### What is required
List every line in the rows below that contains the word "white".

── Rows

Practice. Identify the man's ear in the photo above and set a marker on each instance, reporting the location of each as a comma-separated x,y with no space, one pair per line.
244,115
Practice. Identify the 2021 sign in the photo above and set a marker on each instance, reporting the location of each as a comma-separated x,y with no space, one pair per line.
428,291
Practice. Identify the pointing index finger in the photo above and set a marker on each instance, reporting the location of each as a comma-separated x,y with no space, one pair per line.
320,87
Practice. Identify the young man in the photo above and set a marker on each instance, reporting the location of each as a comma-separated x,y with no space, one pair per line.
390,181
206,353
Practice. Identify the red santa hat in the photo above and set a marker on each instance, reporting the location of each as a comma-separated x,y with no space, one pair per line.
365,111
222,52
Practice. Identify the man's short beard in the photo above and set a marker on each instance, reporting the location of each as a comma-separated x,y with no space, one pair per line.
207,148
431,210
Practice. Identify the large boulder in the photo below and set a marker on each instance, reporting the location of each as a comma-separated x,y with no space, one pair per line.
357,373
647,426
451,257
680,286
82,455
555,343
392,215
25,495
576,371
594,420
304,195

────
── Rows

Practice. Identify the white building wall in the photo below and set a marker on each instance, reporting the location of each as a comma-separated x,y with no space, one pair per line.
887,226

────

### Exercise response
Practice. Identify the white building wall in the photo below and set a marker on each instance, reporting the location of each as a comma-separated x,y with no space, one pair per line.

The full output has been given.